[Start Selection]

Wed, Jan. 24th, 2007, 07:11 pm Supergirl: Now Safe For Female Consumption?
This week's DC Nation article is a plea on behalf of our my favourite Kryptonian.
Supergirl needs women!
As a gesture, it's heartening. At the very least, they have decided that I'm part of a demographic they *want* to court, and have given effort (and page space!) towards doing this!
We've finally got confirmation on the thought processes behind Power Boy's character design, and I can't say I don't approve. And the example sketch they give us, with Kara distracted in battle by the power of his butt... Okay, I'm amused!
(Perhaps his "costume window" is in the wrong place?)
On the other hand? There are valid reasons I'm not buying this book. It's great that the problems with the art were discussed, but they haven't actually been *fixed*. I am honestly glad they choose to make Kara's story less simple this time around. Execution-wise, however, it's been a disaster.
I'm not sorry to hear Ian Churchill is off the title, of course, but I'm not won over by Ale Garza, either. (He's the one who drew the Supergirl story in the Infinite Christmas special.) In his rendition, that costume is especially painful to my brain.
So thank you for the invitation, Mr. Beganza, but I'll have to politely decline.
I would love to buy a Supergirl title. Sadly, judging by what has come so far, it won't be this one.
I like his *style* more, but I hate that costume SO MUCH. Barry Kitson *almost* manages to draw it unoffensively, using a cunning combination of more fabric and carefully chosen camera angles. I couldn't look at Kara in the Holiday story, though. It kept making my eyes bleed.
And by "mimbo" I'm pretty sure they mean "fanservice for people who like their boys pretty". To be later transitioned into sexy, sexy danger, of course.
I mean, I like Supergirl, sometimes, in theory, when she is hanging out and being super-gay with Cassie, and when they play her up as kind of an Anya-like character, who just doesn't quite get it, this being-human-and-interacting thing. But something about this just seems...um. Condescending, I guess.
It's a step in the right direction, at least, as it reaches out to the female readership and acknowledges that readership as a significant one which ought to be considered, but...the tone just kind of rubs me the wrong way, a little.
but...the tone just kind of rubs me the wrong way, a little.
You're not wrong. It took me a couple minutes after reading it to decide how I felt about it. I eventually was swayed by the fact that it *is* a step in the right direction, and that they (at least) claim have considered what women might want in the title.
I don't think it's *more* condescending than the other articles DC writes for its fanbase... not a *difficult* condition, I know. (And, yeah, the "So, ladies" at the end doesn't play that well.) But they do seem to be trying to court the female audience and, even if they're not exactly going about it as well as they could, it leaves me hopeful.

[End Selection]

## Complete the following
**a)** According to the Supergirl post, who drew the Supergirl story in the Infinite Christmas special?
**b)** Using the Supergirl post, write out the part starting with "Wed, Jan. 24th, 2007, 07:11" and going on through "the wrong place?)", substituting "Supergirl" for "Kara".
The material that comes next is separate from the Supergirl post.

[Start Supplied data]

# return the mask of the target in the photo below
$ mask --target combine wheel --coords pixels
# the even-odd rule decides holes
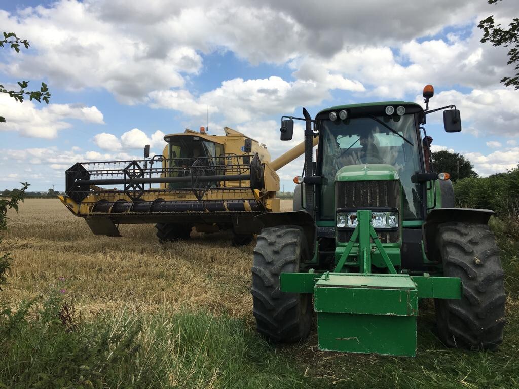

[End Supplied data]

## Answers below
**a)** Ale Garza.

**b)**
Wed, Jan. 24th, 2007, 07:11 pm Supergirl: Now Safe For Female Consumption?
This week's DC Nation article is a plea on behalf of our my favourite Kryptonian.
Supergirl needs women!
As a gesture, it's heartening. At the very least, they have decided that I'm part of a demographic they *want* to court, and have given effort (and page space!) towards doing this!
We've finally got confirmation on the thought processes behind Power Boy's character design, and I can't say I don't approve. And the example sketch they give us, with Supergirl distracted in battle by the power of his butt... Okay, I'm amused!
(Perhaps his "costume window" is in the wrong place?)